- _Testo fornito_:
<<<<

La norma di riferimento è la seguente: Art. 51. (Suddivisione in lotti)
1. Nel rispetto della disciplina comunitaria in materia di appalti pubblici, sia nei settori ordinari che nei settori speciali, al fine di favorire l’accesso delle microimprese, piccole e medie imprese, le stazioni appaltanti suddividono gli appalti in lotti funzionali di cui all’articolo 3, comma 1, lettera qq), ovvero in lotti prestazionali di cui all’articolo 3, comma 1, lettera ggggg)in conformità alle categorie o specializzazioni nel settore dei lavori, servizi e forniture. Le stazioni appaltanti motivano la mancata suddivisione dell’appalto in lotti nel bando di gara o nella lettera di invito e nella relazione unica di cui agli articoli 99e 139. Nel caso di suddivisione in lotti, il relativo valore deve essere adeguato in modo da garantire l’effettiva possibilità di partecipazione da parte delle microimporese, piccole e medie imprese. E’ fatto divieto alle stazioni appaltanti di suddividere in lotti al solo fine di eludere l’applicazione delle disposizioni del presente codice, nonché di aggiudicare tramite l’aggregazione artificiosa degli appalti. (……)
Il nuovo Codice dei contratti ha accentuato – in coerenza con l’ordinamento comunitario – il favor normativo per la tutela delle PMI nell’accesso agli appalti pubblici, rispetto a quanto previsto dall’abrogato D.Lgs. n. 163/2006. Rispetto al previgente quadro normativo, è stata tolta la condizione opponibile al frazionamento del non essere lo stesso “economicamente conveniente” e introdotto l’obbligo di motivazione per il caso del non frazionamento (che quindi rimane comunque possibile).
Il mancato frazionamento potrebbe determinare una minore economicità dell’appalto per effetto di una minore massa critica posta in competizione, nonché favorire la spartizione delle forniture. Da qui il possibile contrasto con un altro principio dell’ordinamento, quello dell’economicità di impiego delle risorse pubbliche, efficacia di azione e buon andamento della pubblica amministrazione.
Una contraddizione che il legislatore scarica sulle stazioni appaltanti, chiamate a contemperare principi opposti e che rappresenta terreno fertile per l’instaurarsi di contenziosi sull’accesso alle gare. Contenziosi che, appunto, non mancano e che hanno dato luogo ad una giurisprudenza ondivaga. Per non parlare della clamorosa contraddizione del frazionamento in lotti con l’azione di compattamento della domanda perseguita pervicacemente dal legislatore con specifica normativa, attraverso la previsione, da ultimo, dei “soggetti aggregatori”.
In ambito regolatorio, a proposito dell’attività della Consip, l’ANAC ha assunto un orientamento “pro frazionamento in lotti”, ritenuto prevelente sul’atttività centralizzatrice del soggetto aggregatore.

>>>>

- _Dati registrati_:
<<<<

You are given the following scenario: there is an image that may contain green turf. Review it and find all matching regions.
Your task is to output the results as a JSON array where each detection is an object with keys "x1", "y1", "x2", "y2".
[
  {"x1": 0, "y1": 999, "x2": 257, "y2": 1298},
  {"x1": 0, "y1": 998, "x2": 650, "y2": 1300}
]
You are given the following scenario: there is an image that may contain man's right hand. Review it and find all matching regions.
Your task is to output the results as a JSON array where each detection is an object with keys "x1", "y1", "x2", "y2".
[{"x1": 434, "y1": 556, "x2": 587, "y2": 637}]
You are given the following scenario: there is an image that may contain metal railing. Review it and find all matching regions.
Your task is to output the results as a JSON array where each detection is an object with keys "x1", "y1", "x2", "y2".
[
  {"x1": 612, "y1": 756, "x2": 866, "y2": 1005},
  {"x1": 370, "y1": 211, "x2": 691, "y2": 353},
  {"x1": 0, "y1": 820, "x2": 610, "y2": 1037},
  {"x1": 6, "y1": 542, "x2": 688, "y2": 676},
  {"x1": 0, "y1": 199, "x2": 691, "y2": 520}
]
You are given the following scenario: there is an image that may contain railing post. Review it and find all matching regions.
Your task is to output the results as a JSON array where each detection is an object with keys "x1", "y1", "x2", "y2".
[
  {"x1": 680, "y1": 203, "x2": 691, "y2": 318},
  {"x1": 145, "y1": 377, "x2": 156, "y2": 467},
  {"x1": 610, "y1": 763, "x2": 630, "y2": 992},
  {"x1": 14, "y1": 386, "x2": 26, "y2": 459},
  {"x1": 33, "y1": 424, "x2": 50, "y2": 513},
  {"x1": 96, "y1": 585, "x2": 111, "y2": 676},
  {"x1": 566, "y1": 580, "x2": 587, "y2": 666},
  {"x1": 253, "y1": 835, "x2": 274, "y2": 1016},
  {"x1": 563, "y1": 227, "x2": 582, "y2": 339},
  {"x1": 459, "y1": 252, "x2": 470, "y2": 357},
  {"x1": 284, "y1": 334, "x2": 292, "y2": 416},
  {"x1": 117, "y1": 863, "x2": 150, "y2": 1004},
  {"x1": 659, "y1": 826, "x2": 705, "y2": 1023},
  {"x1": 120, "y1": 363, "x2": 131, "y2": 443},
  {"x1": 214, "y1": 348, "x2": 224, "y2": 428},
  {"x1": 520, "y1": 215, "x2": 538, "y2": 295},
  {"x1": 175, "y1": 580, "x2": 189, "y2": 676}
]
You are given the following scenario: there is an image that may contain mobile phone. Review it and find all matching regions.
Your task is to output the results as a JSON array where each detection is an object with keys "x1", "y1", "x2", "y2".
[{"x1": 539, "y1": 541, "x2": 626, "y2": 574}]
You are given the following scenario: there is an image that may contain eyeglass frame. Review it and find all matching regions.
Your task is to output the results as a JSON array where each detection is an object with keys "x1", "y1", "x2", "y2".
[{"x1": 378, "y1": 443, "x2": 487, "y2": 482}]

>>>>

- _Esercizio scritto_:
Cita fedelmente dal testo fornito il passo che comincia con le parole "Una contraddizione che" e termina dopo "del soggetto aggregatore.". L'elenco costituisce materiale a sé, distinto dal testo fornito.

- _Risultato dell'esercizio_:
Una contraddizione che il legislatore scarica sulle stazioni appaltanti, chiamate a contemperare principi opposti e che rappresenta terreno fertile per l’instaurarsi di contenziosi sull’accesso alle gare. Contenziosi che, appunto, non mancano e che hanno dato luogo ad una giurisprudenza ondivaga. Per non parlare della clamorosa contraddizione del frazionamento in lotti con l’azione di compattamento della domanda perseguita pervicacemente dal legislatore con specifica normativa, attraverso la previsione, da ultimo, dei “soggetti aggregatori”.
In ambito regolatorio, a proposito dell’attività della Consip, l’ANAC ha assunto un orientamento “pro frazionamento in lotti”, ritenuto prevelente sul’atttività centralizzatrice del soggetto aggregatore.